**Requirement**
Only the pictures are to be left out; return the rest of the data exactly as it stands.

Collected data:
|---|

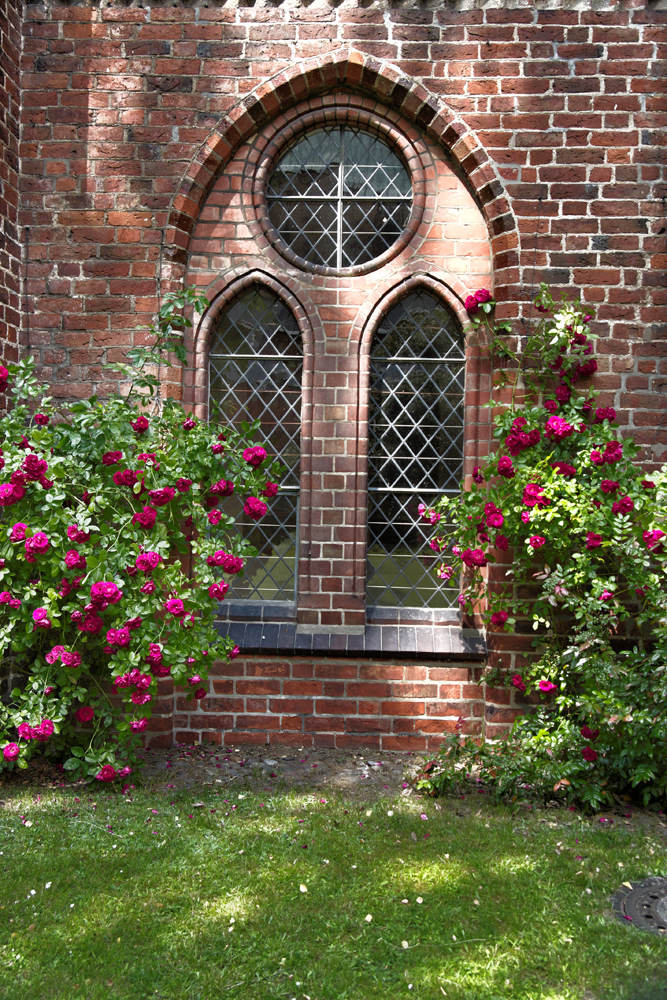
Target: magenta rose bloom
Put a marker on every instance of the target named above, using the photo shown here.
(652, 540)
(34, 467)
(505, 467)
(162, 496)
(18, 532)
(74, 560)
(174, 607)
(146, 562)
(71, 659)
(140, 425)
(557, 428)
(546, 687)
(254, 508)
(254, 456)
(108, 773)
(145, 517)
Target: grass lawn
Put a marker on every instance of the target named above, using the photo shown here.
(152, 895)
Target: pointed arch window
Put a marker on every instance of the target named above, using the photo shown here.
(255, 372)
(415, 448)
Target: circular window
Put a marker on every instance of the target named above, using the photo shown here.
(339, 198)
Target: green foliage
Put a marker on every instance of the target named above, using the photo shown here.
(576, 528)
(112, 548)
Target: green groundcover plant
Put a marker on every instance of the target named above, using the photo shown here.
(577, 529)
(114, 554)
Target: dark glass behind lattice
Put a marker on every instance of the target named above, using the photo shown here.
(255, 371)
(415, 448)
(339, 197)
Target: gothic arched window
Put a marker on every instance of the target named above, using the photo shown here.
(415, 447)
(255, 372)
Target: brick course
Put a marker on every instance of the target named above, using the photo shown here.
(542, 128)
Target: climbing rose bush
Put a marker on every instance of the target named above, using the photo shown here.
(114, 554)
(572, 532)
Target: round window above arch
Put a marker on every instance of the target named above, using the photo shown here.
(340, 197)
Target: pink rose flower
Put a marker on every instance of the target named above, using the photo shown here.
(108, 773)
(18, 532)
(140, 425)
(148, 561)
(505, 467)
(474, 557)
(254, 456)
(218, 590)
(254, 508)
(145, 517)
(74, 560)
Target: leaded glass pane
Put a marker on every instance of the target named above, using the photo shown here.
(339, 197)
(255, 372)
(415, 447)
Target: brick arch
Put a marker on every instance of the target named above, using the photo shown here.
(324, 74)
(478, 376)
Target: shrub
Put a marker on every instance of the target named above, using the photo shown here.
(562, 505)
(114, 554)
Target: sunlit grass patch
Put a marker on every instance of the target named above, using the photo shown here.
(179, 895)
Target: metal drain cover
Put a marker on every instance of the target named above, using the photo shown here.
(643, 903)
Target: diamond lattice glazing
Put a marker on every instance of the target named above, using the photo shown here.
(415, 447)
(339, 197)
(255, 372)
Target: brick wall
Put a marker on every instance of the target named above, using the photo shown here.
(138, 122)
(10, 247)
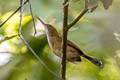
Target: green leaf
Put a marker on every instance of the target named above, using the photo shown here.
(7, 38)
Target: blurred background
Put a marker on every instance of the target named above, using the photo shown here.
(97, 34)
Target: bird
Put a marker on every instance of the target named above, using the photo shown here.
(73, 53)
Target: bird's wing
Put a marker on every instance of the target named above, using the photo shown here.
(71, 44)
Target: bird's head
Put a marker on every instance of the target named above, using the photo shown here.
(49, 29)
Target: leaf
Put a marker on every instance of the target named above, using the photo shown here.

|---|

**Exercise solution**
Target: magenta rose bloom
Put a marker on every instance of the target named above, using the photo shown here.
(652, 540)
(34, 467)
(505, 467)
(162, 496)
(18, 532)
(74, 560)
(174, 607)
(146, 562)
(71, 659)
(140, 425)
(557, 428)
(546, 687)
(254, 508)
(254, 456)
(108, 773)
(145, 517)
Target: grass lawn
Put a marker on every instance of the target named above, using the photo shown here.
(152, 895)
Target: pointed arch window
Put a marker on every instance of the target named above, using the photo shown here.
(255, 372)
(415, 448)
Target: circular window
Put a marker on every instance of the target named above, using the photo shown here.
(339, 198)
Target: green foliage
Put a marker on every instance of the target named above, using the photo shown here.
(576, 528)
(112, 548)
Target: green groundcover plant
Put a marker on every instance of the target named above, using the photo shown here.
(577, 529)
(114, 554)
Target: dark glass behind lattice
Put a marker on every instance of the target named above, using the photo shown here.
(255, 371)
(415, 448)
(339, 197)
Target: gothic arched window
Put a marker on every instance of the target named above, using the photo shown here.
(415, 447)
(255, 372)
Target: brick course
Put a marker on every instance of the target named above, using the photo shown here.
(542, 128)
Target: climbing rose bush
Put a marker on every instance of the target named above, using the photo shown here.
(114, 554)
(572, 532)
Target: round window above arch
Put a marker on every instance of the target named above, using the photo shown here.
(340, 197)
Target: pink rose flower
Put a marker on every instance of the target named above, using the photo shown here.
(108, 773)
(18, 532)
(140, 425)
(148, 561)
(505, 467)
(474, 557)
(254, 456)
(218, 590)
(254, 508)
(145, 517)
(74, 560)
Target: leaded glass pane
Put a marker on every instance of the target named above, using the photo shown here.
(339, 197)
(255, 372)
(415, 447)
Target: brick arch
Put a marker on every instance of the target named above, using the photo shown here.
(324, 74)
(478, 376)
Target: shrub
Put a marker on every instance of the target named above, using the photo shown here.
(562, 505)
(114, 554)
Target: sunlit grass patch
Put a marker on every instance of the target named above, using the photo shown here.
(179, 895)
Target: metal drain cover
Put a marker on every instance of the target named above, using the photo shown here.
(643, 903)
Target: diamond lattice glazing
Put a marker on every instance of the target named above, using the photo shown here.
(415, 447)
(339, 197)
(255, 372)
Target: brick wall
Put a marker on every instance of the target named above, using the photo shown here.
(138, 122)
(10, 247)
Target: green leaf
Put a marker on every instance of the target named above, using the photo shown here.
(7, 38)
Target: blurred background
Put a marker on every instance of the target named above, using the photo shown here.
(97, 34)
Target: bird
Put a marker on every instance of the target named above, using the photo shown here.
(73, 53)
Target: bird's wing
Put a marker on every instance of the target named above, using the photo shown here.
(71, 44)
Target: bird's head
Put a marker on every instance of the target named above, using the photo shown here.
(49, 29)
Target: leaf
Put a marker on every instance of the target named above, using the photo shown here.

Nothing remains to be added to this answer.